* _Task goal_: Each line from the beginning of the entries below through the line that includes "Target: stainless steel range" must be returned exactly as given.

[Point localization data]
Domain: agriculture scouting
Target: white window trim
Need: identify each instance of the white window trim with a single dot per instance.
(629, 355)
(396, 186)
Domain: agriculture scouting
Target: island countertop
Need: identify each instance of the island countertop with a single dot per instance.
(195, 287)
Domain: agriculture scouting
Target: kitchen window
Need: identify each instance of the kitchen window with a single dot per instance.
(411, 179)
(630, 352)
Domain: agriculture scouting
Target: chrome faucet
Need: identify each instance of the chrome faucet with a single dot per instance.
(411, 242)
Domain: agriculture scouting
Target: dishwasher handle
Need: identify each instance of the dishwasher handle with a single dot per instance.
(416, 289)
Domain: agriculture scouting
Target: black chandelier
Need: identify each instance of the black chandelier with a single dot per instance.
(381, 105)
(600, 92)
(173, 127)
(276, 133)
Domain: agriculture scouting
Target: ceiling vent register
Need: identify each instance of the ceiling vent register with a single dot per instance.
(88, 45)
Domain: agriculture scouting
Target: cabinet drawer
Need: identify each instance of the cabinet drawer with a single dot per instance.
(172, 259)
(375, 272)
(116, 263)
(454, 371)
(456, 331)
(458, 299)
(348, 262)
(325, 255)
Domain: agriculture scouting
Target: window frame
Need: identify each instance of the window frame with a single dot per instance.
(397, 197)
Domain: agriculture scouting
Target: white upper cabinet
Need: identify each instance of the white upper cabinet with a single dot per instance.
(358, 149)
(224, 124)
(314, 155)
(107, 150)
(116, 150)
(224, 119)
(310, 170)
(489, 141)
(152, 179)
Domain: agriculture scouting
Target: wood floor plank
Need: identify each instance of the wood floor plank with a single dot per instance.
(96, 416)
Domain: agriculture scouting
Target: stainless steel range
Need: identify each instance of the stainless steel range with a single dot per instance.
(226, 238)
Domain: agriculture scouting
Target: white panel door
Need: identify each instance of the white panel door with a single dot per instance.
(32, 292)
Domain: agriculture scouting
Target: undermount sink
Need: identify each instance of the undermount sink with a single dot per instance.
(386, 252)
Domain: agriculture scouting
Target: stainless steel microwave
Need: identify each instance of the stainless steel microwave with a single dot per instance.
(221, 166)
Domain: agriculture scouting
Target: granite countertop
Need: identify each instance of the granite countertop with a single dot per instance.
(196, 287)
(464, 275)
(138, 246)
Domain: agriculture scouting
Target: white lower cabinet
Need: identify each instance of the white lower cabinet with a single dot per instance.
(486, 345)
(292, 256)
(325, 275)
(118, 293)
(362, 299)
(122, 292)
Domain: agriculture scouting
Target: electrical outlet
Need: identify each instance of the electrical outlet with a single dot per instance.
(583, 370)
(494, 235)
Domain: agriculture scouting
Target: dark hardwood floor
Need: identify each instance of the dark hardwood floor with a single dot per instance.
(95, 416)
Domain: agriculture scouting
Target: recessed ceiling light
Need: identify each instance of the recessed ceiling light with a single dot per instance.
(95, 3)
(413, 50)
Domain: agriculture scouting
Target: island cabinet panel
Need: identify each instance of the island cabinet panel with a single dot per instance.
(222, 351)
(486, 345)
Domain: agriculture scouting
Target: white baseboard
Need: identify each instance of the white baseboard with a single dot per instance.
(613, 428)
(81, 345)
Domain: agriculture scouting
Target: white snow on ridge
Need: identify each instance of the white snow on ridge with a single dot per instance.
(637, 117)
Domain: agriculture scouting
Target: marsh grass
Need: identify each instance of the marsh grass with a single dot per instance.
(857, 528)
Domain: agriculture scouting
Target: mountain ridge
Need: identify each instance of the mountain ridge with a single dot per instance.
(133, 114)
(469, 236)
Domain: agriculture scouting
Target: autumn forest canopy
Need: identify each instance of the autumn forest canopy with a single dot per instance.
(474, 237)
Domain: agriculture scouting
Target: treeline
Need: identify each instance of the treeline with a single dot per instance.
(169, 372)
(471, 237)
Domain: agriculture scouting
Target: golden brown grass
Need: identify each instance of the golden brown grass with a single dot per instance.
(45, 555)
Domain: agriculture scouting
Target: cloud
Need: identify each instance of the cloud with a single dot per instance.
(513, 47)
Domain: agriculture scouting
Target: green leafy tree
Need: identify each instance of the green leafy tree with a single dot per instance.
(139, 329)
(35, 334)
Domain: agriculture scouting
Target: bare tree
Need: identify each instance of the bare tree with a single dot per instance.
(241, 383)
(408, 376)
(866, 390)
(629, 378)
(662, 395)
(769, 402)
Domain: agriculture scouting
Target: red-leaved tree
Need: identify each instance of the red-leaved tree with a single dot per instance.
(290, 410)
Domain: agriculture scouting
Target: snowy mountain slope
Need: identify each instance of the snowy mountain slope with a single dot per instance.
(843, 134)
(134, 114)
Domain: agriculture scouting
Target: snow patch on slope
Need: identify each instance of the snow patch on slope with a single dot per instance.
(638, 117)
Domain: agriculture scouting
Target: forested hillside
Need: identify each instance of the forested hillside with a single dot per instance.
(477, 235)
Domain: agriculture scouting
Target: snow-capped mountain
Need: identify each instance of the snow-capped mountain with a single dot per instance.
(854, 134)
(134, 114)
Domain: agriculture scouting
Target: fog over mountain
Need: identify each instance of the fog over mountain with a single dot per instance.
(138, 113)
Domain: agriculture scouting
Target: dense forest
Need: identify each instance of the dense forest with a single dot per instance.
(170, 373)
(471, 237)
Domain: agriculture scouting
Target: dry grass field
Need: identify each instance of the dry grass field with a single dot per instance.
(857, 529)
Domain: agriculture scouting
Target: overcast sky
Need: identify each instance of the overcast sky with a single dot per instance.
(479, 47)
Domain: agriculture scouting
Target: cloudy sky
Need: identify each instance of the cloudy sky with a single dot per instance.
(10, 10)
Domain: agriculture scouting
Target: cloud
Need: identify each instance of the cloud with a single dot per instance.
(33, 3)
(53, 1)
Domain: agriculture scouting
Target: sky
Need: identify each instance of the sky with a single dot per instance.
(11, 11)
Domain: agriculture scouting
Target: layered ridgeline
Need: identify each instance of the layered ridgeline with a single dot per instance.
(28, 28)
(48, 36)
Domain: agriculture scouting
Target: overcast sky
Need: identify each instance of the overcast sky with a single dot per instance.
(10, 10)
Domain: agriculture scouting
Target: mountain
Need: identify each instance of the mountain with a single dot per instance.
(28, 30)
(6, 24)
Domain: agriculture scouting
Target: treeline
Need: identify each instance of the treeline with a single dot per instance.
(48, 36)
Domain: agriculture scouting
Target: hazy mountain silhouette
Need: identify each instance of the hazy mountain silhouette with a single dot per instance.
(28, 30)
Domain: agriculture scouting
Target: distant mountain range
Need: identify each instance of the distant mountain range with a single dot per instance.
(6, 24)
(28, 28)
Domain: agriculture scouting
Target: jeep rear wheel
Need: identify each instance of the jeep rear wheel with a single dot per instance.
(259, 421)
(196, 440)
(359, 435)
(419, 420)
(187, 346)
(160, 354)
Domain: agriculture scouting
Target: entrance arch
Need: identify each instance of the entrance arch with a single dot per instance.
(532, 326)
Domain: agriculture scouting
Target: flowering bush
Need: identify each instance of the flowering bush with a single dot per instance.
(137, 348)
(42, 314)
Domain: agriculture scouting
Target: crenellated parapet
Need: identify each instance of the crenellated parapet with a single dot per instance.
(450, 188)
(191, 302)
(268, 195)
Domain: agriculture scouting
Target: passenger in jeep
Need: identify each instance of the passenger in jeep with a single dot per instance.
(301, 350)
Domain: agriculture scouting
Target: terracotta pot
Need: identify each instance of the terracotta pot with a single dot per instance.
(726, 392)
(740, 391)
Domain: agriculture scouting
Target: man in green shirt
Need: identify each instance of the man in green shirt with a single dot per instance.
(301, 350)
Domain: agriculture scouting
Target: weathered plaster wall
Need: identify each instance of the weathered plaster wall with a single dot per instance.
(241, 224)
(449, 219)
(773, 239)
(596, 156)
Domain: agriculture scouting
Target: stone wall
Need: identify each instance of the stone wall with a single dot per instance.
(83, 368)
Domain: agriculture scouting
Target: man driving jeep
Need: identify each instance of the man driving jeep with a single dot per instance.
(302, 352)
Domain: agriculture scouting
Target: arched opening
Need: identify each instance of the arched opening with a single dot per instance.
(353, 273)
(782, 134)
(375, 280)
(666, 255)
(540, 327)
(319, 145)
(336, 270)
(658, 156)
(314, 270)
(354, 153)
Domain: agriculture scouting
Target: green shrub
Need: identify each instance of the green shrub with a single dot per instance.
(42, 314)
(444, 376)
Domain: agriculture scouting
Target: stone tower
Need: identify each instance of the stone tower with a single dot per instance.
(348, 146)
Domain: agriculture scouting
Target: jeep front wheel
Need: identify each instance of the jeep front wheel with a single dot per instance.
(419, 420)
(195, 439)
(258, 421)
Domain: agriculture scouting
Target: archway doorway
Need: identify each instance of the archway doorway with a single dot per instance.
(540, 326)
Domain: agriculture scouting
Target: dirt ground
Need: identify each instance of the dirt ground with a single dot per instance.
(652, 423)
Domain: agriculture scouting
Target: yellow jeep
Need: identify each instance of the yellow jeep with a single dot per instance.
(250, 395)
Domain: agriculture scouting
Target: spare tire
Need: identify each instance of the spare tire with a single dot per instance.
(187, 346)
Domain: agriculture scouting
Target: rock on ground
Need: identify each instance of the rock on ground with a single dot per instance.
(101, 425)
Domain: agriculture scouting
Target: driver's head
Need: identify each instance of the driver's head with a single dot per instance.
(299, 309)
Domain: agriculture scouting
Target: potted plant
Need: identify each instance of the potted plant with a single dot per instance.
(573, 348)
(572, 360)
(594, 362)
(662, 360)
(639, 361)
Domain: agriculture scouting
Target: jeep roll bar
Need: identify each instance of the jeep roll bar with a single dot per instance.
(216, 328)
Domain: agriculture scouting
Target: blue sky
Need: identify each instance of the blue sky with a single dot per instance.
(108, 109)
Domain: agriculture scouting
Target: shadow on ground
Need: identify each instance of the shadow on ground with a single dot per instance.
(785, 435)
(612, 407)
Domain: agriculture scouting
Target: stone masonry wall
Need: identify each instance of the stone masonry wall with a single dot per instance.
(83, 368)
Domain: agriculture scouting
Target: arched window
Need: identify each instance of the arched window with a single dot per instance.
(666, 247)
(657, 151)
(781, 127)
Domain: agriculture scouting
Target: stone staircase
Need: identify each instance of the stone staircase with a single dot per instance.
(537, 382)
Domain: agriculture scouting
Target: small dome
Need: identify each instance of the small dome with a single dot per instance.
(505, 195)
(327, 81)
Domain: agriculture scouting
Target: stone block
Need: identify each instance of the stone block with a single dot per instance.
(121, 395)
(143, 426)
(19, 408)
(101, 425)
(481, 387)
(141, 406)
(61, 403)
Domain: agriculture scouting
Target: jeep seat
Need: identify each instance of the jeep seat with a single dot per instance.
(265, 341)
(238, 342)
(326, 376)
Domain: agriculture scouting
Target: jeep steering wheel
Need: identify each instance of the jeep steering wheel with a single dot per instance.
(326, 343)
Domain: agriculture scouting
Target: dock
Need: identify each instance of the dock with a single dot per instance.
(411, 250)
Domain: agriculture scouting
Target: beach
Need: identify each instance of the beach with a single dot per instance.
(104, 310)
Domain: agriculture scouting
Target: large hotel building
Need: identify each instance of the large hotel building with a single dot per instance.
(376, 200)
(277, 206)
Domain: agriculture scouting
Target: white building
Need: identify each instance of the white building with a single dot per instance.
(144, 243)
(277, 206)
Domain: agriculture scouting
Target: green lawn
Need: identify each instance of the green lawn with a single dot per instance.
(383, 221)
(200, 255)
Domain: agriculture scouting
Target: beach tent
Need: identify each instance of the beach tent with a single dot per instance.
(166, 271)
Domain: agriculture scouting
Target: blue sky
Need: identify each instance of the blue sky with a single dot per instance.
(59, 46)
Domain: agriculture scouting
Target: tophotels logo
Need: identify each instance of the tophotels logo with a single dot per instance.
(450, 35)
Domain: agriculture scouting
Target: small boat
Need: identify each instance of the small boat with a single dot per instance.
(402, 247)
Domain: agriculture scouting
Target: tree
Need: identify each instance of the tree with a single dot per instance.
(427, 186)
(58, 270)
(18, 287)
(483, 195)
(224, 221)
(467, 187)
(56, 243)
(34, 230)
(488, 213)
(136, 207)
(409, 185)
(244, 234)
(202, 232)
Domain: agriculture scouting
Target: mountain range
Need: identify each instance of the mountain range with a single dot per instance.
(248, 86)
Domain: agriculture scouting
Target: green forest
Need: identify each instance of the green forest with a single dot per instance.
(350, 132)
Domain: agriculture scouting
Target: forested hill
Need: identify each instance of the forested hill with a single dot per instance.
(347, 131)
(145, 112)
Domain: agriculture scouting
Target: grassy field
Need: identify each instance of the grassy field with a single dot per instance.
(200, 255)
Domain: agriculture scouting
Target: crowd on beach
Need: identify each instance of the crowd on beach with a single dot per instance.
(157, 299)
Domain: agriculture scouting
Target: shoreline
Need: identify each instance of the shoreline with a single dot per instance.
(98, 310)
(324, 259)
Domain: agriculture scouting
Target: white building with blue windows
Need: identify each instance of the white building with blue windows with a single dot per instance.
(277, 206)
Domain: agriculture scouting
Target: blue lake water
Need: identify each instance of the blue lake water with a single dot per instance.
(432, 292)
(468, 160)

* _Answer box_:
Domain: agriculture scouting
Target: white window trim
Need: identify each instance of the white window trim with a single dot per instance.
(629, 355)
(396, 186)
Domain: agriculture scouting
Target: island countertop
Need: identify each instance of the island countertop with a single dot per instance.
(195, 287)
Domain: agriculture scouting
Target: kitchen window
Need: identify each instance of the kitchen window with a single dot per instance.
(411, 179)
(630, 352)
Domain: agriculture scouting
Target: chrome faucet
Need: identify each instance of the chrome faucet with a single dot per instance.
(411, 242)
Domain: agriculture scouting
Target: dishwasher handle
Need: identify each instance of the dishwasher handle with a single dot per instance.
(416, 289)
Domain: agriculture scouting
Target: black chandelier
Need: identify each instance of the black chandelier with a single dot per instance.
(381, 105)
(600, 92)
(173, 127)
(276, 133)
Domain: agriculture scouting
Target: ceiling vent register
Need: identify each instance of the ceiling vent register with a single dot per instance.
(88, 45)
Domain: agriculture scouting
Target: cabinet drawer
Need: identify each instance of the cabinet drawer with a single dot per instance.
(172, 259)
(375, 272)
(116, 263)
(454, 371)
(456, 331)
(458, 299)
(348, 262)
(325, 255)
Domain: agriculture scouting
Target: window frame
Need: identify each instance of the window frame with a single dot per instance.
(397, 197)
Domain: agriculture scouting
Target: white upper cabinet
Need: identify each instance of the white upper cabinet with a single dot per instance.
(358, 149)
(224, 124)
(314, 155)
(107, 150)
(116, 150)
(224, 119)
(310, 170)
(489, 141)
(152, 179)
Domain: agriculture scouting
Target: wood floor plank
Need: identify each instance of the wood floor plank with a single dot per instance.
(96, 416)
Domain: agriculture scouting
Target: stainless steel range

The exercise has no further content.